Aim: Starting with the line that holds "For each instance of the rear side", copy out each remaining line of the listing below, up to and including the last one, and include nothing else.

--- start of Data provided ---

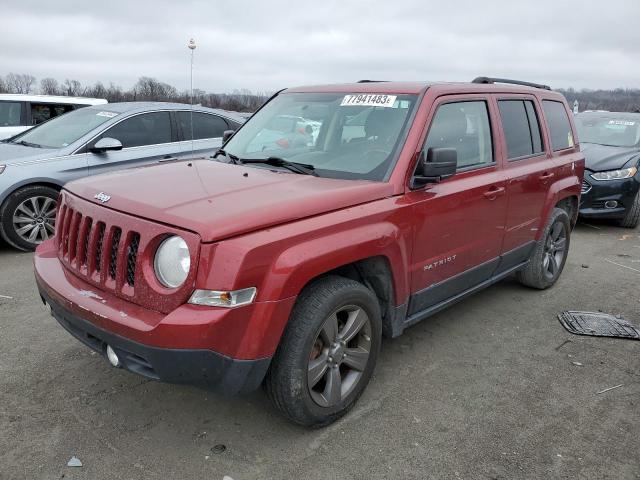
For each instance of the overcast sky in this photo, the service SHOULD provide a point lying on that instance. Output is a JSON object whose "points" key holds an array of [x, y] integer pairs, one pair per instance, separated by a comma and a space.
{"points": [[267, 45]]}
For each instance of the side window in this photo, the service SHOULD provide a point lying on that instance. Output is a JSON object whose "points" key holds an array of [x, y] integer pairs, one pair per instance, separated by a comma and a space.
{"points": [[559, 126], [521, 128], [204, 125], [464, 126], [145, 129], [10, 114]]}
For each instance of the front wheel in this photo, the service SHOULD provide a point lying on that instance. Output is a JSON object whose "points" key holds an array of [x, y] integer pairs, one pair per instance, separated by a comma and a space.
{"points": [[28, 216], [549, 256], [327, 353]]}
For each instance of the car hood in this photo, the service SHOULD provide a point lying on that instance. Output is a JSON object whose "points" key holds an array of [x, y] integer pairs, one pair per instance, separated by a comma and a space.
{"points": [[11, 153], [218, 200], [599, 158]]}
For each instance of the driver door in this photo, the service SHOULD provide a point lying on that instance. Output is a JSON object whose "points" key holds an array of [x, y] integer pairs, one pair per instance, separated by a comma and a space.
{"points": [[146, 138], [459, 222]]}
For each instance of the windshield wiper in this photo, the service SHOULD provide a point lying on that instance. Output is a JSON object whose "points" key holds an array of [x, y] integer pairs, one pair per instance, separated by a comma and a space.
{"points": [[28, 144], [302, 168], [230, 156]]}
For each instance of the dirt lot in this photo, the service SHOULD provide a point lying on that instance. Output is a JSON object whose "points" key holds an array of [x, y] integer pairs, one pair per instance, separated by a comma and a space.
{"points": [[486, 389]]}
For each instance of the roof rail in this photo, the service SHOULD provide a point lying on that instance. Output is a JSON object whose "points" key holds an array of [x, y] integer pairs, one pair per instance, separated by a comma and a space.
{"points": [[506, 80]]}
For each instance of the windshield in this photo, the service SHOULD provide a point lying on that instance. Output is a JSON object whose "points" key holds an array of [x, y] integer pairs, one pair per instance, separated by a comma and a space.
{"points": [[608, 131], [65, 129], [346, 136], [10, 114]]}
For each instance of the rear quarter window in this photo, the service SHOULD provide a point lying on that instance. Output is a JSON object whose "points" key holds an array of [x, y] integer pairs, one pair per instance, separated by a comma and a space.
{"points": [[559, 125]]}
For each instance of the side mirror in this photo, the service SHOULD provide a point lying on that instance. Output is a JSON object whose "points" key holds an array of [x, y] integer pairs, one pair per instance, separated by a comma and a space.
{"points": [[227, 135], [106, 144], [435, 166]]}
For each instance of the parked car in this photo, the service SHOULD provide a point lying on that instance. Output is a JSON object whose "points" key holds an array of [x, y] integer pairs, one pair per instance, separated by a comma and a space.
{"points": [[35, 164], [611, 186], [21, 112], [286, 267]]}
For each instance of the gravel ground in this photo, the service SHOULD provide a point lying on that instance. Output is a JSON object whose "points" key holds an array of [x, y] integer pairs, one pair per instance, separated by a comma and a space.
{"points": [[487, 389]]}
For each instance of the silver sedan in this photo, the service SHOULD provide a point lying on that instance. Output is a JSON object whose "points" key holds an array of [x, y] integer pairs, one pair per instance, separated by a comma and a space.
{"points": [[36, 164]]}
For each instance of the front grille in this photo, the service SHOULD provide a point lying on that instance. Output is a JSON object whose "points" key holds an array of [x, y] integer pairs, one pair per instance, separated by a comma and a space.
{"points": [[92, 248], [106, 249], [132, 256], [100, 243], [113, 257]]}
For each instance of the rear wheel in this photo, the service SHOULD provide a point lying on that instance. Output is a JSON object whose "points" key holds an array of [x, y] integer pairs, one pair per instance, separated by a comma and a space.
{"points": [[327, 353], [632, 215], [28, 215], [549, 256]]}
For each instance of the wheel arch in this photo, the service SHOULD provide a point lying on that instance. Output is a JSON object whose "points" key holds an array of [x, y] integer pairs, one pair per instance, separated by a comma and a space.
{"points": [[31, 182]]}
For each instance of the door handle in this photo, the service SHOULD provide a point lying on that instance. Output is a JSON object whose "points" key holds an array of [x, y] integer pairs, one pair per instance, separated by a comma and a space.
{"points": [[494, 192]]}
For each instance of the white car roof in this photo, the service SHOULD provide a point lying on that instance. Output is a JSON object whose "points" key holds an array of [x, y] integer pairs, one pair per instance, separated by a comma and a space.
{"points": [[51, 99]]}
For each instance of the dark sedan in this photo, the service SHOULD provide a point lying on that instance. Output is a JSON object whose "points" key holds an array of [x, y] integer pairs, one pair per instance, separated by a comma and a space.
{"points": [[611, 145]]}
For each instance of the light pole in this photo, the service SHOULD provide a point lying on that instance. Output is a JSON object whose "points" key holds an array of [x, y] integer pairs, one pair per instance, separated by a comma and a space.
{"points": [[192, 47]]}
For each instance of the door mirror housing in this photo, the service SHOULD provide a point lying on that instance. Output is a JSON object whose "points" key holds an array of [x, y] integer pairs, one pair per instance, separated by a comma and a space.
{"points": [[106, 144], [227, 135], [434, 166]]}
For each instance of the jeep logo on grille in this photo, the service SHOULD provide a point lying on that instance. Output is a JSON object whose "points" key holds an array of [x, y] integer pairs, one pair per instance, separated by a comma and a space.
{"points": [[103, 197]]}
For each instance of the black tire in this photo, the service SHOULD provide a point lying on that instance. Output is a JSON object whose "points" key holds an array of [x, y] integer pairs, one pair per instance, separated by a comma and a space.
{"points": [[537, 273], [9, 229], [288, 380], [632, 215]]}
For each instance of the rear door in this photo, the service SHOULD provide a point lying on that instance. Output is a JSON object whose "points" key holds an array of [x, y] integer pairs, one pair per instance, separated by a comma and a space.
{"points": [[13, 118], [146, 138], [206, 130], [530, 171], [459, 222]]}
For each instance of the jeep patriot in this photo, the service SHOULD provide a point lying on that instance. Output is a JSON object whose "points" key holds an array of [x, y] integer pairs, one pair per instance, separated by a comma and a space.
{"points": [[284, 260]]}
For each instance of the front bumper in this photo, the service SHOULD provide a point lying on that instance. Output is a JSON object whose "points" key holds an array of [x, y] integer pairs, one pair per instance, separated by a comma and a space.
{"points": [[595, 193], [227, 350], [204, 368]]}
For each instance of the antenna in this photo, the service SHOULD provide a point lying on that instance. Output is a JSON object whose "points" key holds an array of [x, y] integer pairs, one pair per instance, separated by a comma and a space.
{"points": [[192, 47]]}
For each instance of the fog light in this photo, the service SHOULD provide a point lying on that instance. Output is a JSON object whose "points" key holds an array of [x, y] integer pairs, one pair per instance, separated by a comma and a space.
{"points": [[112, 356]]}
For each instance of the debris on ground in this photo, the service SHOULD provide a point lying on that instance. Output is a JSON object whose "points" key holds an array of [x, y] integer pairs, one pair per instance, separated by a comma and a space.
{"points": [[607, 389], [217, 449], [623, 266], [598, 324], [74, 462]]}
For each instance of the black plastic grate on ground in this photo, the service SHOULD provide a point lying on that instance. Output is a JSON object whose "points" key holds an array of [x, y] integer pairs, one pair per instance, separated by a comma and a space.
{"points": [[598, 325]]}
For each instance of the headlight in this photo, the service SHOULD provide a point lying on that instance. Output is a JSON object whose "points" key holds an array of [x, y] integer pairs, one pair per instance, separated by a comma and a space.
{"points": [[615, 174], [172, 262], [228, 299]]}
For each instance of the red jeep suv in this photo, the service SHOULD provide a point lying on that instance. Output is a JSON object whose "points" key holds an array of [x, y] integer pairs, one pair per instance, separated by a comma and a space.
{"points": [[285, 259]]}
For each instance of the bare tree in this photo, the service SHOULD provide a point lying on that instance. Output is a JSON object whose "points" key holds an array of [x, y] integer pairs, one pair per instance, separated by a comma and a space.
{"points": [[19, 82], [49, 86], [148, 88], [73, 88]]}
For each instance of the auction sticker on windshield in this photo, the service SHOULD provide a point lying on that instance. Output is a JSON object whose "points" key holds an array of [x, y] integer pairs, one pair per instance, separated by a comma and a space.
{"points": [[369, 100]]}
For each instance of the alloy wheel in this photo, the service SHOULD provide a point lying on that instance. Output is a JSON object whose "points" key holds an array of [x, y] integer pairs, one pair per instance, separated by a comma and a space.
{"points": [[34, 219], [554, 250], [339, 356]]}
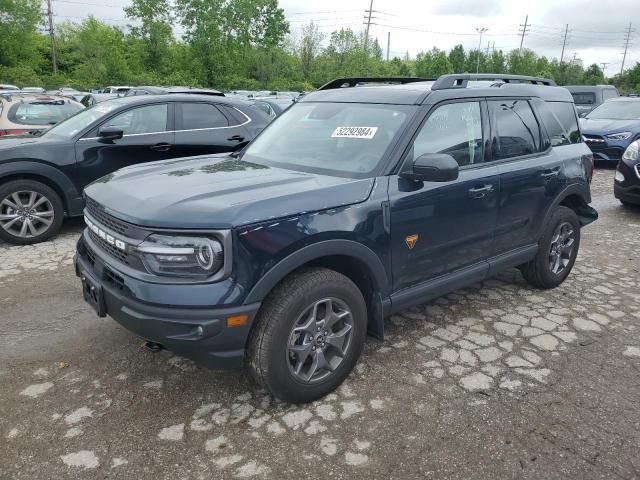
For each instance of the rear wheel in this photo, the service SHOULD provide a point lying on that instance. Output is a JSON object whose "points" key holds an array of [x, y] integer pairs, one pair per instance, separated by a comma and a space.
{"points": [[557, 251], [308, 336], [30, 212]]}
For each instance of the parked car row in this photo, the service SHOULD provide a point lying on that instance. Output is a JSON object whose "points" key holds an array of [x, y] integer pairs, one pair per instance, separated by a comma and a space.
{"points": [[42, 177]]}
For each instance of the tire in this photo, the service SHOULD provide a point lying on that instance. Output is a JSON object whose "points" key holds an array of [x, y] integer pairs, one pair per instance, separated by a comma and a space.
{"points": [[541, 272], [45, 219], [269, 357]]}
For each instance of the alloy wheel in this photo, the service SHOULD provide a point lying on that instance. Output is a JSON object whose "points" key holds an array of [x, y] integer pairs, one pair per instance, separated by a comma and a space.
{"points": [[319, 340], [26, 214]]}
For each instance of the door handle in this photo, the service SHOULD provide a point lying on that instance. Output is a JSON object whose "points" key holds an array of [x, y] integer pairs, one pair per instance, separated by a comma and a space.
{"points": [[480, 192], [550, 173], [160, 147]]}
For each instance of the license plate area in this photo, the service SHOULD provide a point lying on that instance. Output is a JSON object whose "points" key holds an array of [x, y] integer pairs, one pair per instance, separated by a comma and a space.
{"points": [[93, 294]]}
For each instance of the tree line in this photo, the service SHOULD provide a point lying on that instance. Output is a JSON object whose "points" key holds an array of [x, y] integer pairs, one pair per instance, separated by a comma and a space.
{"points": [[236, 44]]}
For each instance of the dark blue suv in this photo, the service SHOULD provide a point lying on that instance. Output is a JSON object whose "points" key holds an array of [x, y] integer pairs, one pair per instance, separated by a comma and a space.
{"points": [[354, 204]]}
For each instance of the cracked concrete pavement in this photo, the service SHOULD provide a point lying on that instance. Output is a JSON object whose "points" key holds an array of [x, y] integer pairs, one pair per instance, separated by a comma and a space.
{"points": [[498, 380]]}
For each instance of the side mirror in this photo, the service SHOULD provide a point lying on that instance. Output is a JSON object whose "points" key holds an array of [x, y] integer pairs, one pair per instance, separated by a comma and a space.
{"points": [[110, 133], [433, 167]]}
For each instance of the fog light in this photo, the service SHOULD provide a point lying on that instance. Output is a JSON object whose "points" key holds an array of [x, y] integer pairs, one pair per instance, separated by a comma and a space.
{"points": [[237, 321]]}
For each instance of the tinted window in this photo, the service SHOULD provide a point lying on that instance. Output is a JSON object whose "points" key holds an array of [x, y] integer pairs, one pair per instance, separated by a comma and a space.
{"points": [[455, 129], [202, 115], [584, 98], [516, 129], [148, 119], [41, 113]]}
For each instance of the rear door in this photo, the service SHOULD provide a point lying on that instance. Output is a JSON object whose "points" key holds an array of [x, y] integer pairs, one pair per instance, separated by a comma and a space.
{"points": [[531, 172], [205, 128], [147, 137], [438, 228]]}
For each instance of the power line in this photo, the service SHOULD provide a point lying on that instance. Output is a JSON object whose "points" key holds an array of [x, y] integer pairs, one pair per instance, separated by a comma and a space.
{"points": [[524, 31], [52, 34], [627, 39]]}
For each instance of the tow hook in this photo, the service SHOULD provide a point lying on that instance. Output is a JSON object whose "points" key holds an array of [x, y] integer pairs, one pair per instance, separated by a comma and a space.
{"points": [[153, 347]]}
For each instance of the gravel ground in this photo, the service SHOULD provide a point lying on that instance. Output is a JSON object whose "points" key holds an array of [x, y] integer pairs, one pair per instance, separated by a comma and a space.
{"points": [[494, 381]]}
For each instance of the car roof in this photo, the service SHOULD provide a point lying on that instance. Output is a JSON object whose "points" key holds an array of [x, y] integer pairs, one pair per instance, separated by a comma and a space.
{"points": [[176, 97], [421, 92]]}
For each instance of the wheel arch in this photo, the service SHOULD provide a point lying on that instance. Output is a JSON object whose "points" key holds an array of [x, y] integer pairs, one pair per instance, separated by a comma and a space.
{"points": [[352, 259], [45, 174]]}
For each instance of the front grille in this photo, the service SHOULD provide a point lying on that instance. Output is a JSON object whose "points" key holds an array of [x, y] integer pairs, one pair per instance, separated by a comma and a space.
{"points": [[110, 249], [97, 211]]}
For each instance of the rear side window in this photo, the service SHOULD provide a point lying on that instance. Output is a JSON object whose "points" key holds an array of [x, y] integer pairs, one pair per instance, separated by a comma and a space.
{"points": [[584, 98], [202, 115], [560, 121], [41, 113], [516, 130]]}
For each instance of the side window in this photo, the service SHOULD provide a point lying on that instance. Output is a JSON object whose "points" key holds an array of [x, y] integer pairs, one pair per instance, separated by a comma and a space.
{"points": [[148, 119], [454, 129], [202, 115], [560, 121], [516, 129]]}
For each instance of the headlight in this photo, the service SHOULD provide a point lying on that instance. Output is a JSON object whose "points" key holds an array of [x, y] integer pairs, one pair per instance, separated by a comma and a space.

--- end of Data provided ---

Correct result:
For each instance of the rear side window in this photo, the service SHOULD provide a point lying on that instance. Output is a JSON object whose "points" key holds an array of [x, y] integer pairs, one pair per instance, separated by a comma and a space.
{"points": [[584, 98], [202, 115], [560, 121], [41, 113], [516, 130]]}
For each instance of the side window in this photo, the service SHOULD provide a point lying on that instance. Output is a JSON object whose "points" key holds an array of [x, y] integer pairs, one pair per instance, separated by a comma and a space.
{"points": [[148, 119], [454, 129], [202, 115], [560, 121], [516, 129]]}
For each instance of the headlight in this photo, the service SHOULD provide a point lying on that instance. Output is a JSON object whose "points" key holds an array of [x, y] integer pairs, one pair per instance, separated by a comma and a space.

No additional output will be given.